*TESTO DEL DOCUMENTO:*
**********
L’archivio del tag «capodanno»

Buon 2021

Cari lettori!
Ehm…
Care lettrici e cari lettori uniti in una parola (è un segno di parità, ahahaha)!
Sta per finire un anno che può essere definito sia lungo che corto.
È stato un anno lungo perché, a volte, i tempi della vita normale sembrano infinitamente più lontani di circa dieci mesi fa. Oppure è solo una mia percezione? Boh…
Allo stesso tempo, però, può essere definito un anno corto perché ha ricompreso almeno un periodo che ora mi sembra un enorme buco temporale. Il mio calendario dice che quel periodo era durato «appena» due mesi, ma per qualcuno poteva essere stato ancora più lungo.
Sta per finire un anno che può essere definito di merda più o meno da tutti. Anche se coloro che hanno la possibilità di leggere queste parole su uno schermo sono stati molto più fortunati di alcuni altri.
Allo stesso tempo, sta per finire un anno che può essere definito anche un po’ fortunato dai meglio organizzati (e non solo da Jeff Bezos o produttori delle mascherine chirurgiche). Io, pur vedendo saltare più o meno tutti i piani lavorativi, sono riuscito a realizzare (in due casi solo strutturare meglio) alcune idee per le quali non trovavo del tempo da due o tre anni.
Sta per finire un anno durante il quale abbiamo conosciuto meglio tante persone anche non vedendole (o vedendole di meno) dal vivo. Anche questo è un risultato che può avere il segno più o il segno meno. Perché da una parte abbiamo visto chi ha la reale forza interiore per essere vicino al prossimo (in tutti i sensi, ahahaha). E poi abbiamo visto chi è realmente isterico, ignorante o poco propenso al pensiero critico e alla ricerca della conoscenza.
Questo anno speciale, del quale potrei scrivere dieci mila schermate di altro testo, si sta concludendo in un modo sempre speciale: più che incontrare l’anno nuovo, sembra più importante e bello buttare via quello corrente.
**********
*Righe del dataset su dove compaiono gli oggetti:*
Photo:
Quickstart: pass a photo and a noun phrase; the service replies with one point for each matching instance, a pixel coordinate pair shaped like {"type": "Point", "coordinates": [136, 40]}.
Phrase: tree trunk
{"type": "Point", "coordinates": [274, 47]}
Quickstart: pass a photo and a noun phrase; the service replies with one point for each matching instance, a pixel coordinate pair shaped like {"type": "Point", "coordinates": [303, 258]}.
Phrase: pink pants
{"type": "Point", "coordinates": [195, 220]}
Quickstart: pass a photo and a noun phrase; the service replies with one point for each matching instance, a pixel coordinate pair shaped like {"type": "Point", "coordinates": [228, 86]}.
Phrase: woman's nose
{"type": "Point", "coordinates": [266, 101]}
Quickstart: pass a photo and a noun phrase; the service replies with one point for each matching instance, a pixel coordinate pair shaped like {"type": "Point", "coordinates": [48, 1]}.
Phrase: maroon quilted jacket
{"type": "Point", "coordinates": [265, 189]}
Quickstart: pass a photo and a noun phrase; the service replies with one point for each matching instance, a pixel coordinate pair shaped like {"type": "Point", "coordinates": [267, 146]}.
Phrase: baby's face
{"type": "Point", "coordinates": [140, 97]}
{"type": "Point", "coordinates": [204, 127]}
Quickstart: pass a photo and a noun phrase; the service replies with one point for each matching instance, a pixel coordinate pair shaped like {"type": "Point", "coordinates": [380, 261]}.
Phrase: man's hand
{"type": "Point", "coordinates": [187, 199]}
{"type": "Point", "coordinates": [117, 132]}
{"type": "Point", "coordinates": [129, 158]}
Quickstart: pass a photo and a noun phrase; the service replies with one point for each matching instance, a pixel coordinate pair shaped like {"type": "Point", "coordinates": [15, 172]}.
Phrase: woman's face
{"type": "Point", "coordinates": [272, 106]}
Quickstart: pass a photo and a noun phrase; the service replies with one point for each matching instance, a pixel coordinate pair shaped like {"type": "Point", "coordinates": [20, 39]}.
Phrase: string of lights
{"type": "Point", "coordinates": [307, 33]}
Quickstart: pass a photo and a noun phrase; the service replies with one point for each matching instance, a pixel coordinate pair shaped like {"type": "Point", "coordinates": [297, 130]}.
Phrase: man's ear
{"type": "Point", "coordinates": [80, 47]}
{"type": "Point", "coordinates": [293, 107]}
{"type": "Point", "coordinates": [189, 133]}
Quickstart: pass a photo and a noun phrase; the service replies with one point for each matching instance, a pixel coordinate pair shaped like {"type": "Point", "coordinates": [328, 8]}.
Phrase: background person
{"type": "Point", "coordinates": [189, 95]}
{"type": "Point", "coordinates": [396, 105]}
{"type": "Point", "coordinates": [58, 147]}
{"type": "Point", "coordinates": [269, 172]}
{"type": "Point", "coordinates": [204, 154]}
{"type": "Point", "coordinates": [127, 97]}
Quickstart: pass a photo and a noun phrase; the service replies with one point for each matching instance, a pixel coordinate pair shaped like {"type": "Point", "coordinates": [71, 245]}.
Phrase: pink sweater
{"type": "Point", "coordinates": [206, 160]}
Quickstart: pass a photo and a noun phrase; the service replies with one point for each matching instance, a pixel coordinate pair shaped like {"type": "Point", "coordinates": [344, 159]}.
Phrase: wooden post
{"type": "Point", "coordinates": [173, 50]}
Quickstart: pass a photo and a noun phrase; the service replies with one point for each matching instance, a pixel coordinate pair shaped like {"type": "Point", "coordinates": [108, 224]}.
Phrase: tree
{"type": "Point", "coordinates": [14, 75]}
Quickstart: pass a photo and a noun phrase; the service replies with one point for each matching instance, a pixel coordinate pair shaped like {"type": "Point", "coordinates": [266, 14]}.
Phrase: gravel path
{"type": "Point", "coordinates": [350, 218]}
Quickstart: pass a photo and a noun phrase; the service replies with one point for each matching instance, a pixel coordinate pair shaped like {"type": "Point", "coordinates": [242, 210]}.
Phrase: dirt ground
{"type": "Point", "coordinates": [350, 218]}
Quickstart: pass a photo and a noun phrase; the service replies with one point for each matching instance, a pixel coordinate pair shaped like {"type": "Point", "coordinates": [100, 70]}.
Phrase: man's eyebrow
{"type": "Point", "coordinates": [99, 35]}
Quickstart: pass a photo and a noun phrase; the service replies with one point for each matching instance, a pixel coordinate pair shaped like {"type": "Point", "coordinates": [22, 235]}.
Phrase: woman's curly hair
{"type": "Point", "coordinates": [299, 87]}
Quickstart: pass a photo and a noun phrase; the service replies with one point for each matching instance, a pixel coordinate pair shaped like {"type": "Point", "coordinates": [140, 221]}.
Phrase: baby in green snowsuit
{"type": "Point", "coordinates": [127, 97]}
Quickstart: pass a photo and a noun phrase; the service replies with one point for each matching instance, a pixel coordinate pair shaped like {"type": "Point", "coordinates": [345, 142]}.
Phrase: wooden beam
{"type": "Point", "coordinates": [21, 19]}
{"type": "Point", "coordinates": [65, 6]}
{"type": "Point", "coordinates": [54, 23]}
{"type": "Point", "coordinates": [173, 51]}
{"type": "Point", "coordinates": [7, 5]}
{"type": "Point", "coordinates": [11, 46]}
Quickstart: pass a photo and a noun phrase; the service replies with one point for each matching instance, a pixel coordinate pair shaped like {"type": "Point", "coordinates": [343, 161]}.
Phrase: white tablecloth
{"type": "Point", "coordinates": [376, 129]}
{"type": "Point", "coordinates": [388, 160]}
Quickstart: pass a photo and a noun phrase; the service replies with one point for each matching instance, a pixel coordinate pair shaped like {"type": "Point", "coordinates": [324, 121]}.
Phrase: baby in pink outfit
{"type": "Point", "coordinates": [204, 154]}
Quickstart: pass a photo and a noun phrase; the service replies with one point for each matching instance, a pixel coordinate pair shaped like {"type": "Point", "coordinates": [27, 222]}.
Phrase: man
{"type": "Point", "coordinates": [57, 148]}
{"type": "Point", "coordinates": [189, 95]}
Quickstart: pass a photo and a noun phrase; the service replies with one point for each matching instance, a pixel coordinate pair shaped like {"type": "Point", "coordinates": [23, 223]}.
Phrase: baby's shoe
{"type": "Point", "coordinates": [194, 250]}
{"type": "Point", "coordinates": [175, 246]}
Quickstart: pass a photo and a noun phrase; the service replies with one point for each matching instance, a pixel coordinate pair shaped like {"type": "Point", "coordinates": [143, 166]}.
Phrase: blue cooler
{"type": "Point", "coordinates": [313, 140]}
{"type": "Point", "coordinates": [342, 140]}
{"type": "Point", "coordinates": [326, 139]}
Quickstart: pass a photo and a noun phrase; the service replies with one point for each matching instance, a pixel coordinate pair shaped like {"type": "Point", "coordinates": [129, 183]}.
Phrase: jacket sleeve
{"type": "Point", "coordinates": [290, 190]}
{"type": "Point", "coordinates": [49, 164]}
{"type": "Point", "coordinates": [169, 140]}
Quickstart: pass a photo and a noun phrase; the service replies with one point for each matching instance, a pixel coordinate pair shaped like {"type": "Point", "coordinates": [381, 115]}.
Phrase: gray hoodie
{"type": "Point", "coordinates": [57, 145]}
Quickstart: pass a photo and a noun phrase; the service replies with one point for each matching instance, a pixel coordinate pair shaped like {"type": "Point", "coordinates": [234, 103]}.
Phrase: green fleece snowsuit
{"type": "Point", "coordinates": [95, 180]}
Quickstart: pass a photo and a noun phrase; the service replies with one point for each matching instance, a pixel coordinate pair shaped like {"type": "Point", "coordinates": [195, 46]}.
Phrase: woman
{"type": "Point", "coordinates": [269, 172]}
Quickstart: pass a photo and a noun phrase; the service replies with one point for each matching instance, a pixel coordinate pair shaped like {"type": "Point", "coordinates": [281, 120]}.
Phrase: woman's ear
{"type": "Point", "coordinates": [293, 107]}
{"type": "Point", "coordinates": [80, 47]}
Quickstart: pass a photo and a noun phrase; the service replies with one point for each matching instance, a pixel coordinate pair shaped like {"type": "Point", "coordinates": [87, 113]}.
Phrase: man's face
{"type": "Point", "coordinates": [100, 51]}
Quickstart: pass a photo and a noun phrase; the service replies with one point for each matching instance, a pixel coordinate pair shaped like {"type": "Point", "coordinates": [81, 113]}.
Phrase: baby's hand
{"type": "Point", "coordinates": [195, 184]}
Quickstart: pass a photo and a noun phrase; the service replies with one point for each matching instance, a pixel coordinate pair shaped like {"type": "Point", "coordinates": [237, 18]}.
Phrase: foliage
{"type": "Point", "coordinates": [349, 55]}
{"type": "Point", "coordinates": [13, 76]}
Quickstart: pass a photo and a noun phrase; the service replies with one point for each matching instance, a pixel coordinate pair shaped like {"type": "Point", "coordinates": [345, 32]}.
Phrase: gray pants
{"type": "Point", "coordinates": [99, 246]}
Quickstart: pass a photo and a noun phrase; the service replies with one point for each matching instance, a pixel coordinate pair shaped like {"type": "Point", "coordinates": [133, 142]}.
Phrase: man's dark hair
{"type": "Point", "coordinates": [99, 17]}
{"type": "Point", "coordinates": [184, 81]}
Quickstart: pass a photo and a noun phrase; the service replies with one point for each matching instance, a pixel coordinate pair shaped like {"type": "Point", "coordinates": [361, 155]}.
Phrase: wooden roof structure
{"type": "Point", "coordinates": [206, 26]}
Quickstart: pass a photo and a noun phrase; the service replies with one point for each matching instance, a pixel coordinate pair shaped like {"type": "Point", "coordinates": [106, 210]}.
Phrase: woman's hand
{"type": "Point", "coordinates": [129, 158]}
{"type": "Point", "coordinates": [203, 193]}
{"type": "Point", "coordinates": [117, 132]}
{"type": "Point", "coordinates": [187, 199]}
**********
*SCOPO DEL COMPITO:*
Ricopia parola per parola il brano del testo di auguri per il 2021, cominciando da "Sta per finire un anno durante" e proseguendo fino a "via quello corrente.". Le voci qui non hanno alcun ruolo.

*IL RISULTATO:*
Sta per finire un anno durante il quale abbiamo conosciuto meglio tante persone anche non vedendole (o vedendole di meno) dal vivo. Anche questo è un risultato che può avere il segno più o il segno meno. Perché da una parte abbiamo visto chi ha la reale forza interiore per essere vicino al prossimo (in tutti i sensi, ahahaha). E poi abbiamo visto chi è realmente isterico, ignorante o poco propenso al pensiero critico e alla ricerca della conoscenza.
Questo anno speciale, del quale potrei scrivere dieci mila schermate di altro testo, si sta concludendo in un modo sempre speciale: più che incontrare l’anno nuovo, sembra più importante e bello buttare via quello corrente.